_Data shown:_
>>>
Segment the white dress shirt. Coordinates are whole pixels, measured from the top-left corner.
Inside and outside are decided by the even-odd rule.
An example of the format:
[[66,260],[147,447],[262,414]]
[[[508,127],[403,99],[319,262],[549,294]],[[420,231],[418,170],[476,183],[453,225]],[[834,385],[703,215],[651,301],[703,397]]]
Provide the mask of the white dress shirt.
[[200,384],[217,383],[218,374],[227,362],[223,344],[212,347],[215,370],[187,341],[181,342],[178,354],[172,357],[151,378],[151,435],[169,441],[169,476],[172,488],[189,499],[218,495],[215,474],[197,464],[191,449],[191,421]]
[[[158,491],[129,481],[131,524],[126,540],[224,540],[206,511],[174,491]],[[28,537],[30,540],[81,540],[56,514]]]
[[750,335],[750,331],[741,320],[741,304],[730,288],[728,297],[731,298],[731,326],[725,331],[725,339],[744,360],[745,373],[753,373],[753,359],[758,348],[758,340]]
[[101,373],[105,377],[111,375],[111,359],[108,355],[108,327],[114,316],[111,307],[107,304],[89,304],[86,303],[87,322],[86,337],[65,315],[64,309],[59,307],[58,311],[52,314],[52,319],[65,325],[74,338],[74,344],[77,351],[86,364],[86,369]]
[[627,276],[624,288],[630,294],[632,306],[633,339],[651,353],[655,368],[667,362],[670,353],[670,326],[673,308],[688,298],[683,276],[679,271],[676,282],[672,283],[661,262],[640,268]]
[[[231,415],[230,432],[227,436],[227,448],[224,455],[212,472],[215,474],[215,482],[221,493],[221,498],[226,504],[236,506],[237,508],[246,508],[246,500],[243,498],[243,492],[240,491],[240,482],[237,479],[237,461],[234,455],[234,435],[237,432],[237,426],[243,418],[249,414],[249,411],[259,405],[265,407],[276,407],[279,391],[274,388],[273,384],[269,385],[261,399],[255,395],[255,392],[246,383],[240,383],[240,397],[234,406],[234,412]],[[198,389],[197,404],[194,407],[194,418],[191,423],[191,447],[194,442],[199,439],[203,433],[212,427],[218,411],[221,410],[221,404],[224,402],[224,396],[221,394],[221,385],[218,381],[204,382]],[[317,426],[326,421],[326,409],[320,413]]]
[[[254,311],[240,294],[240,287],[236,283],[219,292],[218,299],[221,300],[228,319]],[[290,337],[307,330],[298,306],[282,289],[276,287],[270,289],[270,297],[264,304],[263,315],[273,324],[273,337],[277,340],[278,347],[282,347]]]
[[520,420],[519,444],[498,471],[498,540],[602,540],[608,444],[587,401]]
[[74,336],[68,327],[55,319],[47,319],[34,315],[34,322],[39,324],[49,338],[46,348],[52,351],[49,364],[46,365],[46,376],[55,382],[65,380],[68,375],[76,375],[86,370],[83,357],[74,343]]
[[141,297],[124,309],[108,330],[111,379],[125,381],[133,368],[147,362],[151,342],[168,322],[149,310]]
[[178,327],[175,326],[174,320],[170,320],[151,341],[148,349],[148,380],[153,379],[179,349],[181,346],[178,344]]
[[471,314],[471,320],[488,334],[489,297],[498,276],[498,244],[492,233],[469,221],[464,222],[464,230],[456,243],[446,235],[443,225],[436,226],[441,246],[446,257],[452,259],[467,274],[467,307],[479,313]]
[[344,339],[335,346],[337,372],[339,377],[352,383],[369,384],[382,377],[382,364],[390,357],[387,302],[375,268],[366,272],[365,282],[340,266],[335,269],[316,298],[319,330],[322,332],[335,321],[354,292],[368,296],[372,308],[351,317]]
<<<
_Assignment:_ Every record above belongs in the answer, reproduced exactly.

_Output below:_
Segment the white dress shirt. Coordinates are whole pixels, measured from the top-left corner.
Inside and outside are decided by the even-odd rule.
An example of the format:
[[66,260],[147,447],[262,414]]
[[[508,127],[403,99],[319,262],[549,294]],[[420,231],[418,170],[476,183],[453,225]],[[834,385],[703,215],[651,301],[703,397]]]
Provide the mask of the white dress shirt.
[[200,384],[217,383],[218,374],[227,362],[223,344],[212,347],[215,370],[187,341],[181,342],[178,354],[172,357],[151,378],[151,435],[169,441],[169,476],[172,488],[189,499],[218,495],[215,474],[197,464],[191,449],[191,421]]
[[[158,491],[129,481],[131,524],[126,540],[224,540],[206,511],[174,491]],[[28,537],[30,540],[81,540],[56,514]]]
[[750,335],[750,331],[741,320],[741,304],[730,288],[728,297],[731,298],[731,326],[725,331],[725,339],[744,360],[745,373],[753,373],[753,359],[758,348],[758,340]]
[[101,373],[105,377],[111,375],[111,359],[108,355],[108,327],[114,316],[111,307],[107,304],[89,304],[86,303],[87,322],[86,337],[65,315],[64,309],[59,307],[58,311],[52,314],[52,319],[65,325],[74,338],[74,344],[77,351],[86,364],[86,369]]
[[627,276],[624,288],[630,294],[632,306],[633,339],[651,353],[655,368],[667,362],[670,353],[670,326],[673,308],[688,298],[683,276],[679,271],[676,282],[672,283],[661,262],[640,268]]
[[[231,415],[230,432],[227,436],[227,448],[224,455],[212,472],[215,474],[215,482],[221,493],[221,498],[226,504],[236,506],[237,508],[246,508],[246,500],[243,498],[243,492],[240,491],[240,482],[237,479],[237,461],[234,455],[234,435],[237,432],[237,426],[243,418],[249,414],[249,411],[259,405],[265,407],[276,407],[279,391],[274,388],[273,384],[269,385],[261,399],[255,395],[255,392],[246,383],[240,383],[240,397],[234,406],[234,412]],[[198,389],[197,404],[194,407],[194,418],[191,423],[191,447],[194,442],[199,439],[203,433],[212,427],[218,411],[221,410],[221,404],[224,402],[224,396],[221,394],[221,385],[218,381],[204,382]],[[317,426],[326,421],[326,409],[320,413]]]
[[[254,311],[240,294],[240,287],[236,283],[219,292],[218,299],[221,300],[228,319]],[[290,337],[307,330],[298,306],[282,289],[276,287],[270,289],[270,297],[264,304],[263,315],[273,324],[273,337],[277,340],[278,347],[282,347]]]
[[520,420],[519,444],[498,471],[498,540],[602,540],[608,444],[587,401]]
[[74,336],[68,327],[55,319],[47,319],[34,315],[34,322],[39,324],[49,338],[46,348],[52,351],[49,364],[46,365],[46,376],[55,382],[65,380],[68,375],[76,375],[86,370],[83,357],[74,343]]
[[141,297],[124,309],[108,330],[111,379],[125,381],[133,368],[147,362],[151,342],[168,322],[149,310]]
[[178,327],[175,326],[174,320],[170,320],[151,341],[148,349],[148,380],[153,379],[179,349],[181,346],[178,344]]
[[471,314],[471,320],[488,334],[489,297],[498,276],[498,244],[492,233],[469,221],[464,222],[464,230],[456,243],[446,235],[443,225],[436,226],[441,246],[446,257],[452,259],[467,274],[467,307],[479,313]]
[[344,339],[335,346],[337,372],[339,377],[352,383],[369,384],[382,377],[382,364],[390,357],[387,302],[375,268],[366,272],[365,282],[340,266],[335,269],[316,298],[319,330],[322,332],[335,321],[354,292],[368,296],[372,308],[351,317]]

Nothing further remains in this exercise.